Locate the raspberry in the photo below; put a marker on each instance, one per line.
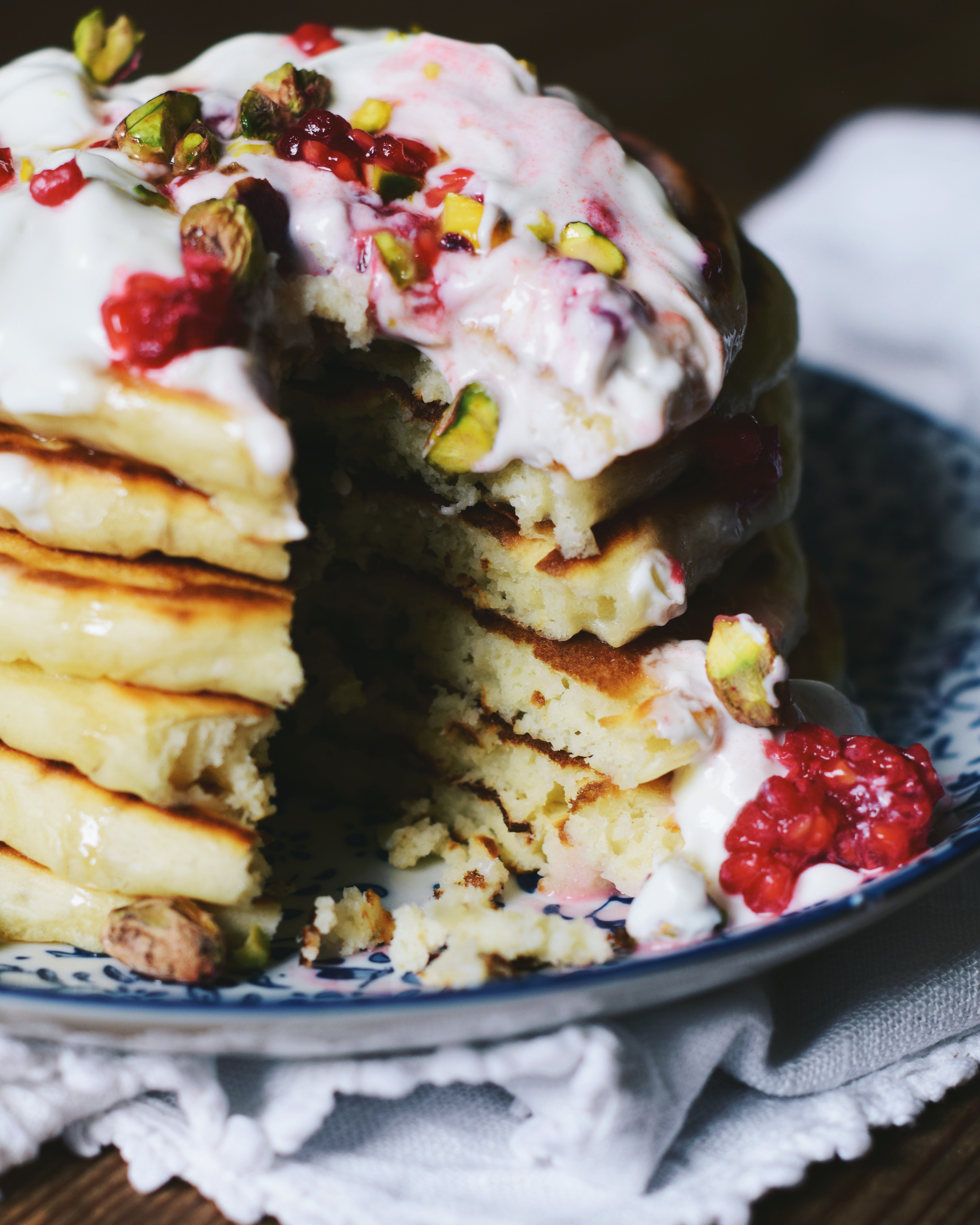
(851, 800)
(157, 319)
(53, 188)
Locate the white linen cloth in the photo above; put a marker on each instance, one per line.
(678, 1116)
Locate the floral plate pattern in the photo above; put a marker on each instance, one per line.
(891, 514)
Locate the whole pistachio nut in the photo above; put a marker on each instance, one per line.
(106, 52)
(227, 231)
(170, 939)
(195, 150)
(259, 118)
(581, 242)
(151, 133)
(269, 209)
(279, 98)
(745, 671)
(466, 432)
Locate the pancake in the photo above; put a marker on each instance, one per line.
(161, 624)
(117, 843)
(195, 438)
(379, 423)
(68, 497)
(582, 698)
(651, 557)
(170, 749)
(37, 906)
(549, 813)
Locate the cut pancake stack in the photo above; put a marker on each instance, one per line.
(489, 645)
(145, 646)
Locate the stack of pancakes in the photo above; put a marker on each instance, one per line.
(136, 691)
(483, 641)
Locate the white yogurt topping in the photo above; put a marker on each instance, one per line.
(658, 595)
(824, 882)
(673, 905)
(25, 492)
(584, 368)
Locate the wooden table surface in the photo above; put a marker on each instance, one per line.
(742, 92)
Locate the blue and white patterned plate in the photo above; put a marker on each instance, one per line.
(891, 513)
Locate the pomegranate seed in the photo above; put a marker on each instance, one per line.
(453, 182)
(456, 243)
(53, 188)
(313, 38)
(854, 800)
(318, 154)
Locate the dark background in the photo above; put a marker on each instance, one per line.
(740, 90)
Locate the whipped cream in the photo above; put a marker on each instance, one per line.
(673, 905)
(584, 368)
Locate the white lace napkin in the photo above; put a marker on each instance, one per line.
(679, 1116)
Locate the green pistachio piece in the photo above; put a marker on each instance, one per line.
(259, 118)
(226, 230)
(399, 258)
(170, 939)
(466, 432)
(194, 151)
(151, 133)
(106, 52)
(254, 954)
(279, 98)
(740, 661)
(390, 184)
(581, 242)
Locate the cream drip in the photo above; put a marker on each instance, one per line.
(580, 370)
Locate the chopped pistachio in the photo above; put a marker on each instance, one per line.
(150, 196)
(195, 150)
(462, 215)
(254, 954)
(106, 52)
(373, 116)
(390, 184)
(543, 230)
(399, 258)
(170, 939)
(466, 432)
(259, 117)
(226, 230)
(237, 149)
(152, 132)
(743, 667)
(581, 242)
(279, 98)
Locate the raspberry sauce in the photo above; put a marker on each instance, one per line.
(53, 188)
(743, 459)
(157, 319)
(851, 800)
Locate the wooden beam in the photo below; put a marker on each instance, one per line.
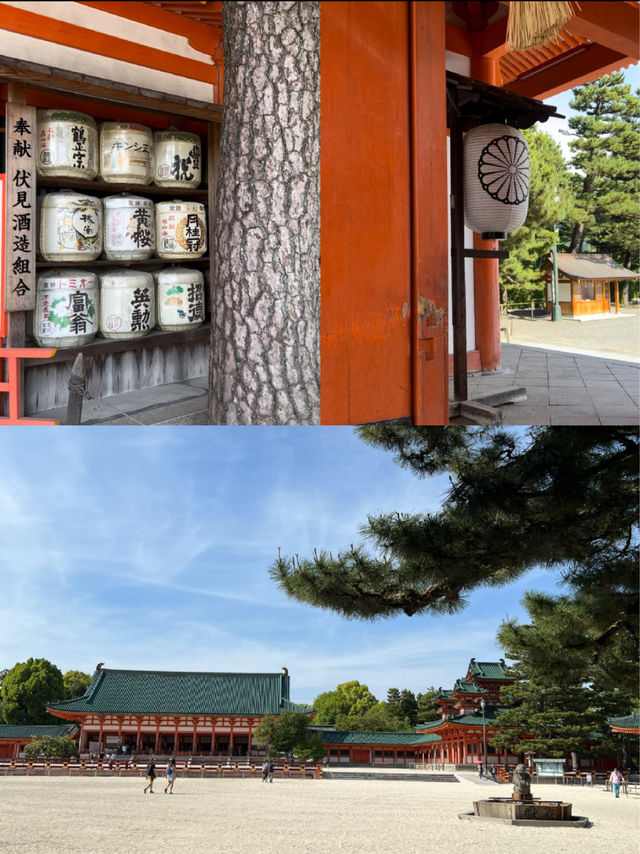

* * * * * * * * *

WORK TO BE COMPLETED :: The listing above is to be retyped word for word, with the pictures omitted.

YOUR RESPONSE ::
Locate the raspberry in the photo below; put a marker on each instance, one per line.
(851, 800)
(157, 319)
(53, 188)
Locate the white linen cloth in the photo above; put a marker on each instance, one per line.
(678, 1116)
Locate the floral plate pattern in the photo above; put a marker on each instance, one per line.
(891, 514)
Locate the whole pistachio nut in the photo above; put a marker on each instance, one per line.
(106, 52)
(227, 231)
(170, 939)
(195, 150)
(259, 118)
(581, 242)
(151, 133)
(269, 209)
(279, 98)
(745, 671)
(466, 432)
Locate the pancake in the photo above; put a marker on each instance, one per line.
(161, 624)
(117, 843)
(195, 438)
(379, 423)
(68, 497)
(582, 698)
(651, 557)
(170, 749)
(37, 906)
(549, 813)
Locate the cut pancake stack in the photo above; put a marker on each instance, one per line.
(489, 645)
(145, 646)
Locate the stack of pancakes in the photo above; put a marker on each instance, one per line.
(136, 691)
(483, 641)
Locate the white yogurt topping in the photo above; put a marker on each instance, one per line.
(658, 595)
(824, 882)
(673, 905)
(25, 492)
(584, 368)
Locate the wooden table surface in the photo above; put a marker on each instance, one per line.
(742, 92)
Locate the blue and white patterned plate in the photo above; put a marker on each instance, one per line.
(891, 513)
Locate the pomegranate seed in the photo above; put a marker on each instance, one per line.
(453, 182)
(456, 243)
(53, 188)
(313, 38)
(854, 800)
(318, 154)
Locate the dark background in the photo above; put a marker on each instance, one per line.
(740, 90)
Locate the whipped cream in the photo above; put a marker on each instance, one per line.
(673, 905)
(584, 368)
Locate the white lace napkin in the photo above; put a marker on each instance, one per line.
(679, 1116)
Locate the green pistachio piece in the photo above; put a marker on each instance, one per line.
(259, 118)
(226, 230)
(399, 258)
(170, 939)
(466, 432)
(194, 151)
(151, 133)
(106, 52)
(254, 954)
(279, 98)
(740, 661)
(390, 184)
(581, 242)
Locate the cream drip in the photo above; put a marker on each instance, one per line.
(580, 370)
Locate the chopped pistachio in the photo above; put a marker on each instance, one per line.
(150, 196)
(195, 150)
(462, 215)
(254, 954)
(106, 52)
(373, 116)
(390, 184)
(543, 230)
(399, 258)
(170, 939)
(466, 432)
(259, 117)
(226, 230)
(237, 149)
(152, 132)
(743, 667)
(581, 242)
(279, 98)
Locate the raspberry sauce in the photo above; put a marker on each instance, one per line.
(53, 188)
(743, 459)
(157, 319)
(851, 800)
Locate the wooden beam in the photo below; put a marker on each instance, one per line.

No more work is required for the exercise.